(Entries from a dataset)
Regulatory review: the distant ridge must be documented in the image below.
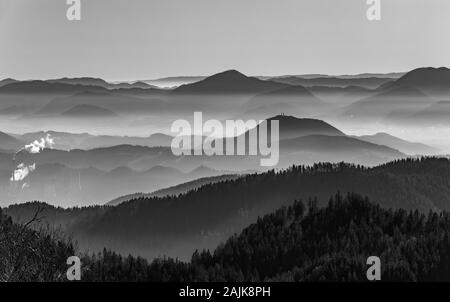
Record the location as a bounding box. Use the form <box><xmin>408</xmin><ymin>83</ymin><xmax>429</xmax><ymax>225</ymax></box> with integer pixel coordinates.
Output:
<box><xmin>61</xmin><ymin>104</ymin><xmax>118</xmax><ymax>117</ymax></box>
<box><xmin>172</xmin><ymin>70</ymin><xmax>287</xmax><ymax>95</ymax></box>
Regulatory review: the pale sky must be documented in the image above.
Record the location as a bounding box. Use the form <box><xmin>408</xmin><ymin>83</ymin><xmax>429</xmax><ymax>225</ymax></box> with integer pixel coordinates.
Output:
<box><xmin>0</xmin><ymin>0</ymin><xmax>450</xmax><ymax>80</ymax></box>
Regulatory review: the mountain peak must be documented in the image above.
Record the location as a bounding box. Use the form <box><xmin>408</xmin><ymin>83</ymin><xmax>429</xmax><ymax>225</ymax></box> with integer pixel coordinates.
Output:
<box><xmin>174</xmin><ymin>69</ymin><xmax>288</xmax><ymax>94</ymax></box>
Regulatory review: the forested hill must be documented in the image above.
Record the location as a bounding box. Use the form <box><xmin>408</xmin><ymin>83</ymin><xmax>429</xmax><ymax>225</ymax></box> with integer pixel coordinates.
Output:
<box><xmin>83</xmin><ymin>194</ymin><xmax>450</xmax><ymax>281</ymax></box>
<box><xmin>6</xmin><ymin>158</ymin><xmax>450</xmax><ymax>259</ymax></box>
<box><xmin>0</xmin><ymin>209</ymin><xmax>75</xmax><ymax>282</ymax></box>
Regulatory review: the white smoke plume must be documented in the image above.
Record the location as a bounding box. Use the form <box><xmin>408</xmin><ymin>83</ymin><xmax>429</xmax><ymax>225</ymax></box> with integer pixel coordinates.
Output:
<box><xmin>10</xmin><ymin>163</ymin><xmax>36</xmax><ymax>181</ymax></box>
<box><xmin>19</xmin><ymin>133</ymin><xmax>55</xmax><ymax>154</ymax></box>
<box><xmin>10</xmin><ymin>133</ymin><xmax>55</xmax><ymax>189</ymax></box>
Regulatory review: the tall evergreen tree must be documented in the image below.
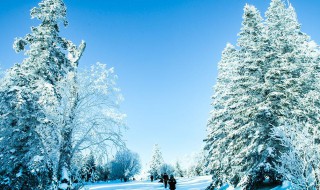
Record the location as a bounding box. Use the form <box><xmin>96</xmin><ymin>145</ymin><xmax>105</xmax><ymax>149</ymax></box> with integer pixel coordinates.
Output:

**STATED EXERCISE**
Identify every line in the items above that contains the word "review", matching case exactly, and copy each of those lines.

**COMPLETE RESPONSE**
Regulatory review: the distant ridge must be documented in the image below.
Regulatory review: the pale sky must be documented in the image above.
Regulatory review: the mountain peak must be documented in the image above.
Regulatory review: the forested hill must be documented in the image above.
Regulatory review: the white smoke plume must be documented in the image above.
Regulatory review: the tall evergreen tree must be documented in the image below.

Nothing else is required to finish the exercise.